Work to do. Copy every entry precisely.

Records for the task.
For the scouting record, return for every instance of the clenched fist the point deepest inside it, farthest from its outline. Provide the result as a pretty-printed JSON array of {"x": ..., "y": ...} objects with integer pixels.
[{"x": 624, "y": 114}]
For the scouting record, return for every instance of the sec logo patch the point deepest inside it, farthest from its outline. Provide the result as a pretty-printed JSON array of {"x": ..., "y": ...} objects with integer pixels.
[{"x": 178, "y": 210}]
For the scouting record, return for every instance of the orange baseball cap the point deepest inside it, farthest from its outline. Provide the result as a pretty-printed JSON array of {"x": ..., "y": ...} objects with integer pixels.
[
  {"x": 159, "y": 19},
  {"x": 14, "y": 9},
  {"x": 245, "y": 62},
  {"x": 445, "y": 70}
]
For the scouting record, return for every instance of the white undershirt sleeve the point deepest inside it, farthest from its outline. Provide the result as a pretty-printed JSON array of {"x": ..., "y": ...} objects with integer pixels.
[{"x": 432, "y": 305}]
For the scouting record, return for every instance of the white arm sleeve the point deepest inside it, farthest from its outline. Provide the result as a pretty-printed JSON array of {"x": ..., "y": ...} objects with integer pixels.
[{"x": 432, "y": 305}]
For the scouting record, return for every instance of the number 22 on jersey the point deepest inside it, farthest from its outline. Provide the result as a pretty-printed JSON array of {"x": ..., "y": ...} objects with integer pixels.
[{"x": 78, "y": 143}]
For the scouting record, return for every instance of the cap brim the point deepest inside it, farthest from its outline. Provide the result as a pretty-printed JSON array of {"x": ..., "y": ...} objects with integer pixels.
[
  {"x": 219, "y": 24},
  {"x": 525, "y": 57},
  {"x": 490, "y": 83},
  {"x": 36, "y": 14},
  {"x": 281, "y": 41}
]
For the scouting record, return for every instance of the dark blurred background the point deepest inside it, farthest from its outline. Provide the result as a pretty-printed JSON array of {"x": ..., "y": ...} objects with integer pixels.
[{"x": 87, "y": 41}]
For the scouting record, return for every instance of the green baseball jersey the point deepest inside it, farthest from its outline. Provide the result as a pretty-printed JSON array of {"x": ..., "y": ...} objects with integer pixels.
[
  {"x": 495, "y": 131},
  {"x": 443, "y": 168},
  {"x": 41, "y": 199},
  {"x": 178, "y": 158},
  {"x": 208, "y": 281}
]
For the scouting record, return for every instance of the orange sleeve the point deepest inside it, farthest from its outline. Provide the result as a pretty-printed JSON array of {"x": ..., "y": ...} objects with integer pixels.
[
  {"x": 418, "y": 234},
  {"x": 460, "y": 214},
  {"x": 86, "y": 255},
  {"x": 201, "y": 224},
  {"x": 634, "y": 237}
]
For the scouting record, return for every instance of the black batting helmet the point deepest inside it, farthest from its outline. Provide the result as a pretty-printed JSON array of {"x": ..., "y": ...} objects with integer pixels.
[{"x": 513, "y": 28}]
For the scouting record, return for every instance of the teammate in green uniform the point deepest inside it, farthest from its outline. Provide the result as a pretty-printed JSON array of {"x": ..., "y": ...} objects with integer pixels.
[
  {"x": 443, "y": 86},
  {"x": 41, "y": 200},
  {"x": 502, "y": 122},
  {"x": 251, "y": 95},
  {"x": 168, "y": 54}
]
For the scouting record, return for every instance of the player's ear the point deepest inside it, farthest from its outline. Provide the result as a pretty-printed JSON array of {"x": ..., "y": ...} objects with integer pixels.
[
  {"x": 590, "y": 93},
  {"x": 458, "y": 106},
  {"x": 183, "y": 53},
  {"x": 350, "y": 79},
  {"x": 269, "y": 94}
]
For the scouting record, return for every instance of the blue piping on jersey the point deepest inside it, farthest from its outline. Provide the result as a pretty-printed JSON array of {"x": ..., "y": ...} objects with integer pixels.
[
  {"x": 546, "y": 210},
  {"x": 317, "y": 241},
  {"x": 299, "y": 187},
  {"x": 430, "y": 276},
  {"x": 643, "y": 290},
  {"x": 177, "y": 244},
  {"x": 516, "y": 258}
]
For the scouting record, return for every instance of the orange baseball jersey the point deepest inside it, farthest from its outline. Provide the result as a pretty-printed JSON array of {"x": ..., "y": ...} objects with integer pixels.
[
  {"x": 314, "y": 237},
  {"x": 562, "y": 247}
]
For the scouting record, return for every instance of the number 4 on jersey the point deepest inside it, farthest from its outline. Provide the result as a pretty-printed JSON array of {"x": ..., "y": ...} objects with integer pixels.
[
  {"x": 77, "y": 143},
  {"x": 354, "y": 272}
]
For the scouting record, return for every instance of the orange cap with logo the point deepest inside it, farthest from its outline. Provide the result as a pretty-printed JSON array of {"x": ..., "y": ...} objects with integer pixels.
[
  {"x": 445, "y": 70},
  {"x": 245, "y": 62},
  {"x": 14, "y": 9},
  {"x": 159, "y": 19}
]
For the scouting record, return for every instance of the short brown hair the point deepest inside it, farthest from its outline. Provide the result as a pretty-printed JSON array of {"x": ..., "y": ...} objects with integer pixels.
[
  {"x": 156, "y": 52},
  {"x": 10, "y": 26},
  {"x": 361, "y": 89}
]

Solution to the problem.
For the scouting record, return for every instance of the clenched fist the point deepest inside it, farthest from its outline. Provide the result as a pretty-printed JSON array of {"x": ..., "y": ...} objects with integer pixels.
[{"x": 624, "y": 114}]
For the scouting record, return for every instance of the sec logo patch the point deepest inside it, farthest from its outline. Provide the result as a pretty-printed JSON array of {"x": ..., "y": ...} objects with integer pixels.
[{"x": 178, "y": 210}]
For the scouting record, return for every instance of the orange baseball cap the point deepest inside it, farthest from its outline. Provide the result as a pretty-printed JSON array of {"x": ..., "y": ...} objects with integer pixels.
[
  {"x": 159, "y": 19},
  {"x": 14, "y": 9},
  {"x": 245, "y": 62},
  {"x": 445, "y": 70}
]
For the scouting record, return for every instance of the white undershirt sleeve the point deepest inside it, farthest from its outline. Provide the result as a pretty-printed JSON array of {"x": ..., "y": ...} objects with integer pixels.
[{"x": 432, "y": 305}]
For the scouting record, return for every instance of the white arm sleeve the point deepest inside it, farthest from its outline. Provide the result as a pretty-printed JSON array of {"x": ..., "y": ...} objects with integer pixels.
[{"x": 432, "y": 305}]
For the scouting record, return for every instance of the number 22 on jersey the point deepest inside it, farthest from its outline. Provide the result as a pretty-printed JSON array of {"x": ..., "y": ...} objects with integer pixels.
[{"x": 78, "y": 143}]
For the scouting record, return for every instance of the cap brim the point deepest inside it, farthest from its outline. Provide the result as a pretty-printed JSON array of {"x": ..., "y": ...} objects with integer pixels.
[
  {"x": 219, "y": 24},
  {"x": 525, "y": 57},
  {"x": 490, "y": 83},
  {"x": 36, "y": 14},
  {"x": 281, "y": 41}
]
For the scouting record, return for every instance of the dark blurred background the point deepest inside it, farthest from its outline. Provide the result as a pretty-printed JSON array of {"x": ..., "y": ...} objects with integer pixels.
[{"x": 87, "y": 41}]
For the scouting record, return for every instance of the green baseball jersey the point deepest inside it, farthest from its outline. Provide the result as a pretty-printed JSON array of {"x": ..., "y": ...} objects with integer pixels.
[
  {"x": 495, "y": 131},
  {"x": 443, "y": 168},
  {"x": 41, "y": 199},
  {"x": 178, "y": 158},
  {"x": 208, "y": 281}
]
For the scouting record, return for every instance of the orange sleeve the point deepest inside it, farthest from its outline. Provide the result as a pretty-printed JSON array of {"x": ..., "y": ...} objects with integer pixels.
[
  {"x": 418, "y": 234},
  {"x": 460, "y": 214},
  {"x": 86, "y": 255},
  {"x": 201, "y": 224},
  {"x": 634, "y": 237}
]
For the scouting record, return for every instance of the black batting helmet the point deepest inside it, farthest from its outline. Provide the result as a pretty-printed JSON array of {"x": ..., "y": ...} objects with integer pixels.
[{"x": 513, "y": 28}]
For the scouting record, return for every instance of the teammate in green uniform the point deepest inside it, farthest from its outline. Provide the result as a pretty-printed JSON array of {"x": ..., "y": ...} objects with integer pixels.
[
  {"x": 443, "y": 86},
  {"x": 41, "y": 200},
  {"x": 502, "y": 122},
  {"x": 251, "y": 95},
  {"x": 168, "y": 54}
]
For the scouting record, return for every instance of the player's ear the point deepest inside it, farthest from its outline. Provide the result as a pretty-printed JSON array of {"x": ..., "y": ...} objects with integer pixels.
[
  {"x": 590, "y": 93},
  {"x": 458, "y": 106},
  {"x": 183, "y": 53},
  {"x": 350, "y": 79},
  {"x": 269, "y": 94}
]
For the scouting record, return for every instance of the blue piping on jersey the point deepest inside it, farthest from its outline. Provide the result as a pretty-printed JSON array of {"x": ..., "y": ...} objects with integer pixels.
[
  {"x": 546, "y": 210},
  {"x": 317, "y": 241},
  {"x": 299, "y": 187},
  {"x": 430, "y": 276},
  {"x": 643, "y": 290},
  {"x": 177, "y": 244},
  {"x": 516, "y": 258}
]
For the scouting record, return for every instance of the orange baseball jersey the point deepest inside it, farthest from its outline. Provide the result as a pretty-printed JSON array of {"x": ..., "y": ...} objects with integer pixels.
[
  {"x": 314, "y": 237},
  {"x": 562, "y": 247}
]
For the scouting record, return for every instance of the number 4 on jersey the point deepest inside it, farthest from its outline. Provide the result as a pretty-printed JSON array of {"x": ..., "y": ...} objects with integer pixels.
[
  {"x": 77, "y": 143},
  {"x": 354, "y": 272}
]
For the scouting record, return for every instance of the orange cap with logo the point deepest inside it, farthest from its outline. Provide the result as a pretty-printed JSON array of {"x": ..., "y": ...} objects with integer pixels.
[
  {"x": 445, "y": 70},
  {"x": 245, "y": 62},
  {"x": 14, "y": 9},
  {"x": 159, "y": 19}
]
For the scouting record, return for every instance of the short brown hair the point deepest inside it, farthest from its outline. Provide the result as a pretty-printed JSON array of {"x": ..., "y": ...} objects with integer pixels.
[
  {"x": 156, "y": 52},
  {"x": 10, "y": 26},
  {"x": 361, "y": 89}
]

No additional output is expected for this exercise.